→ TASK OBJECTIVE
Edit the rows below so that every "a pin for each instance" reads "one pin per instance" instead, keeping everything else the same.

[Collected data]
»»

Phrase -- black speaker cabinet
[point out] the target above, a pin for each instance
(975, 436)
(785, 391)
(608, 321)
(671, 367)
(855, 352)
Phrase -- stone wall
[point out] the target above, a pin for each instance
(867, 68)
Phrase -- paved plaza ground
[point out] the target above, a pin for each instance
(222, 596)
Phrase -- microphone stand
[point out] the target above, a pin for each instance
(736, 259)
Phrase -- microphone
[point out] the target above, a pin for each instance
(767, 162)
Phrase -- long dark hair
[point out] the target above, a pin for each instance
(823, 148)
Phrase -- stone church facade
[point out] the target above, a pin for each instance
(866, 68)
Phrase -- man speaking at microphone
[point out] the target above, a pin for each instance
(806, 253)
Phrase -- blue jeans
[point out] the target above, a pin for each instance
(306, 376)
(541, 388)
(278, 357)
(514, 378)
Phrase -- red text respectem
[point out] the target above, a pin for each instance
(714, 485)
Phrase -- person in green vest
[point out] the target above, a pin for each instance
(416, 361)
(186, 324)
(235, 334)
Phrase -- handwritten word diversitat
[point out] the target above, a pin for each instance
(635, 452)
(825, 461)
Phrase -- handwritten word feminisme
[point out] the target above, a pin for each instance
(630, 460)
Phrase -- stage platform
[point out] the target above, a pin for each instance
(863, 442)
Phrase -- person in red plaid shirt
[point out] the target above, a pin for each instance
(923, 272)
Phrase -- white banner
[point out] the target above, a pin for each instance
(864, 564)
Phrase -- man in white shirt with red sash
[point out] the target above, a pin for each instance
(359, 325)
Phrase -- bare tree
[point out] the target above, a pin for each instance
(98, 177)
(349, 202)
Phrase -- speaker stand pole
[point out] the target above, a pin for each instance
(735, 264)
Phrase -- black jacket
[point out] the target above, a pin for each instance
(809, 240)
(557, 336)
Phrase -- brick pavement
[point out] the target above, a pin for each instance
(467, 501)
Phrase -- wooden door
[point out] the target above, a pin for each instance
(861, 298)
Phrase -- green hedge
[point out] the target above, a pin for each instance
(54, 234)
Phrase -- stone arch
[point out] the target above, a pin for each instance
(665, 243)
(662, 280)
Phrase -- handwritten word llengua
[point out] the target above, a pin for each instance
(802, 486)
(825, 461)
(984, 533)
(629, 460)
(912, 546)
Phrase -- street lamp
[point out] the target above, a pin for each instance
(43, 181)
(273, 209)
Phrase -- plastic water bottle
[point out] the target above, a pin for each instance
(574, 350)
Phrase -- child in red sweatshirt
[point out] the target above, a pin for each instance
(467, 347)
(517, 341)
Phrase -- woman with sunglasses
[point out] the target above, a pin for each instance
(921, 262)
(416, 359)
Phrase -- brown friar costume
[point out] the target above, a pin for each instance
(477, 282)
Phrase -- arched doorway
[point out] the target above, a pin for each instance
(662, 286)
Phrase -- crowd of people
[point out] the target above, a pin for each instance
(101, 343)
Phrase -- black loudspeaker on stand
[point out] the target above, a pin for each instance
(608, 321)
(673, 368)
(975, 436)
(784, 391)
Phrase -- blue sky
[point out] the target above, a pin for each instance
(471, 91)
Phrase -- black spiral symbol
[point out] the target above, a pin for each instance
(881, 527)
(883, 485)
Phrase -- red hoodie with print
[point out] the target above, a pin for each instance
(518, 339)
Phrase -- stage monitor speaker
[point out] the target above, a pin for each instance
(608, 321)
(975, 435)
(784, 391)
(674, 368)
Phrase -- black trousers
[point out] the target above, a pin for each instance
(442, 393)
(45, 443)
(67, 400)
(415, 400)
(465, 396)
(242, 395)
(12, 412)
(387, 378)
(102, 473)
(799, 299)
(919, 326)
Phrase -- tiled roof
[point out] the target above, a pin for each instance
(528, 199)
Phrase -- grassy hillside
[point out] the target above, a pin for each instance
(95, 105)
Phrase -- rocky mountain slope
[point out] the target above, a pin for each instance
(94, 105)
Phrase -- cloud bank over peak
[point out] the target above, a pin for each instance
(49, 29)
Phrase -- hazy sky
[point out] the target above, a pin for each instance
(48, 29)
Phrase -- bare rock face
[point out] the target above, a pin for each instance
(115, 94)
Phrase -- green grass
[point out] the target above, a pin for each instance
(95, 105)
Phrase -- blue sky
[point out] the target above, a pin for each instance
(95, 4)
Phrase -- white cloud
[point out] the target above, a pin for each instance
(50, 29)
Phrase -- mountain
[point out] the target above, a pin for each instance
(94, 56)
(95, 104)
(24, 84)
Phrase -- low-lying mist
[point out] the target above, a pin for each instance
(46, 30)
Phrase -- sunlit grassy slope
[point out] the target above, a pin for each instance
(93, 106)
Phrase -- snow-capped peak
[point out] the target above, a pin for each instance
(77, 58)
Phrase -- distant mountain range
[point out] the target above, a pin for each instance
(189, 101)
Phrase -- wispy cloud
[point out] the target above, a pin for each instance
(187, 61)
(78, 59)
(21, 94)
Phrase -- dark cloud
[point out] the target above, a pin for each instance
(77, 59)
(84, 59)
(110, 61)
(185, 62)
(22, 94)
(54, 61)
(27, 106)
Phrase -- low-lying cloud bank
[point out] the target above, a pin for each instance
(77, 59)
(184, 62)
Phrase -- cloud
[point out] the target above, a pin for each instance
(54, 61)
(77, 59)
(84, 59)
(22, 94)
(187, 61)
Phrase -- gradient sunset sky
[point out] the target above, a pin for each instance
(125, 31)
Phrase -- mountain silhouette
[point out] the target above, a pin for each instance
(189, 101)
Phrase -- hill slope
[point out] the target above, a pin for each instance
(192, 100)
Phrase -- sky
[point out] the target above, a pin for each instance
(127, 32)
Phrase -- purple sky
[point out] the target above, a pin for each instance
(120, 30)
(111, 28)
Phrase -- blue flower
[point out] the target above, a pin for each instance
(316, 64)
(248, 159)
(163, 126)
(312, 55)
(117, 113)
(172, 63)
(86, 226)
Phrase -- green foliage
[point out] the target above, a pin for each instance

««

→ TASK OUTPUT
Phrase -- black speaker cabinet
[point out] the target above, one pin per instance
(975, 436)
(785, 391)
(608, 321)
(671, 367)
(855, 352)
Phrase -- stone wall
[point out] the target above, one pin per instance
(867, 68)
Phrase -- paved plaza ground
[point out] the target above, one pin per instance
(222, 596)
Phrase -- microphone stand
[point out] the target above, one pin per instance
(736, 259)
Phrase -- microphone
[point out] the target above, one pin per instance
(767, 162)
Phrase -- long dark hair
[point out] the target above, one pin per instance
(823, 148)
Phrase -- stone church facade
[point out] the target above, one pin per instance
(866, 68)
Phrase -- man speaking at microphone
[point out] the target above, one pin per instance
(806, 253)
Phrase -- blue jeans
[point out] the target above, one pin per instance
(306, 376)
(541, 388)
(278, 357)
(514, 378)
Phrase -- red text respectem
[point out] the target above, one pin per instance
(714, 485)
Phrase -- person in green vest
[point out] the target above, one pin per instance
(416, 361)
(186, 324)
(235, 334)
Phrase -- handwritten word diversitat
[point out] the target above, one pin per instance
(635, 452)
(825, 461)
Phrase -- handwritten word feminisme
[point out] the target above, one pin per instance
(630, 460)
Phrase -- stage platform
[point out] the target above, one pin per instance
(863, 442)
Phrase -- person in red plaid shirt
[point out] the target above, one pin per instance
(923, 272)
Phrase -- white banner
[point out] the target above, one pin per instance
(864, 564)
Phrase -- man in white shirt with red sash
[point out] the target above, one pin per instance
(359, 325)
Phrase -- bare tree
[point out] the target above, one pin per instance
(98, 177)
(349, 202)
Phrase -- speaker stand pole
[point out] the target above, one pin per instance
(735, 264)
Phrase -- black jacket
[point out] the target above, one pin per instance
(809, 240)
(557, 336)
Phrase -- brick pavement
[point out] the target above, one pin per instance
(467, 501)
Phrase -- wooden door
[point out] the target above, one pin per instance
(861, 298)
Phrase -- green hedge
[point out] the target above, one pin per instance
(54, 234)
Phrase -- stone arch
[point out] the target above, one pin per instance
(665, 243)
(662, 280)
Phrase -- handwritten word llengua
[point out] the target above, one pin per instance
(802, 486)
(825, 461)
(984, 533)
(629, 460)
(912, 546)
Phrase -- street lamp
[point out] the target above, one pin per instance
(43, 181)
(273, 209)
Phrase -- plastic water bottle
[point out] the target above, one pin per instance
(574, 350)
Phrase -- child in red sweatshirt
[point out] the target above, one pin per instance
(467, 347)
(517, 341)
Phrase -- woman with sunglasses
[point out] the target above, one pin per instance
(921, 262)
(416, 359)
Phrase -- brown friar costume
[point out] the target above, one pin per instance
(477, 282)
Phrase -- arched doorway
[point out] the target above, one pin per instance
(662, 286)
Phrase -- crowd of people
[point out] the target above, one pin per instance
(101, 343)
Phrase -- black loudspeaker on stand
[point out] the target above, one pin per instance
(608, 321)
(673, 368)
(975, 436)
(784, 391)
Phrase -- blue sky
[point out] the target above, one pin per instance
(471, 91)
Phrase -- black spiral symbol
[point out] the target above, one pin per instance
(881, 527)
(883, 485)
Phrase -- red hoodie with print
[point out] the target above, one pin per instance
(518, 339)
Phrase -- stage monitor speaker
[point out] the target above, one pin per instance
(608, 321)
(975, 435)
(784, 391)
(674, 368)
Phrase -- black trousers
[point out] the target above, one pin per instance
(442, 393)
(45, 443)
(67, 400)
(415, 400)
(465, 396)
(242, 395)
(12, 412)
(387, 378)
(102, 473)
(799, 299)
(919, 326)
Phrase -- tiled roof
[point out] the target above, one pin per instance
(528, 199)
Phrase -- grassy hillside
[point out] the target above, one pin per instance
(95, 105)
Phrase -- rocky mountain slope
[point out] the target above, one pin per instance
(94, 105)
Phrase -- cloud bank over peak
[point out] the target above, one pin per instance
(49, 29)
Phrase -- hazy sky
[point out] the target above, one pin per instance
(48, 29)
Phrase -- bare rock face
[point out] the target above, one pin per instance
(115, 94)
Phrase -- green grass
[point out] the target above, one pin per instance
(95, 105)
Phrase -- blue sky
[point out] the target above, one pin per instance
(95, 4)
Phrase -- white cloud
[point out] the target above, one pin per instance
(50, 29)
Phrase -- mountain
[point out] the target above, one pin per instance
(94, 56)
(95, 104)
(24, 84)
Phrase -- low-lying mist
[point out] the target above, one pin per instance
(46, 30)
Phrase -- sunlit grassy slope
[point out] the target above, one pin per instance
(93, 106)
Phrase -- snow-capped peak
[point out] the target above, one pin per instance
(77, 58)
Phrase -- distant mountain range
[point out] the target above, one pin per instance
(189, 101)
Phrase -- wispy cloud
[point out] the target above, one pin per instance
(187, 61)
(78, 59)
(21, 94)
Phrase -- dark cloud
[point out] the target above, one pin per instance
(77, 59)
(84, 59)
(110, 61)
(185, 62)
(22, 94)
(54, 61)
(27, 106)
Phrase -- low-lying cloud bank
[point out] the target above, one pin per instance
(77, 59)
(184, 62)
Phrase -- cloud
[point out] the target above, one pin per instance
(54, 61)
(77, 59)
(84, 59)
(22, 94)
(187, 61)
Phrase -- gradient sunset sky
[point out] the target above, one pin per instance
(125, 31)
Phrase -- mountain silhouette
[point out] the target above, one pin per instance
(189, 101)
Phrase -- hill slope
[point out] the target above, one pin per instance
(192, 100)
Phrase -- sky
[point out] the target above, one pin per instance
(127, 32)
Phrase -- purple sky
[point out] the target above, one pin per instance
(120, 30)
(111, 28)
Phrase -- blue flower
[point out] the target above, one pin per instance
(316, 64)
(248, 159)
(163, 126)
(312, 55)
(117, 113)
(172, 63)
(86, 226)
Phrase -- green foliage
[point out] the target above, one pin per instance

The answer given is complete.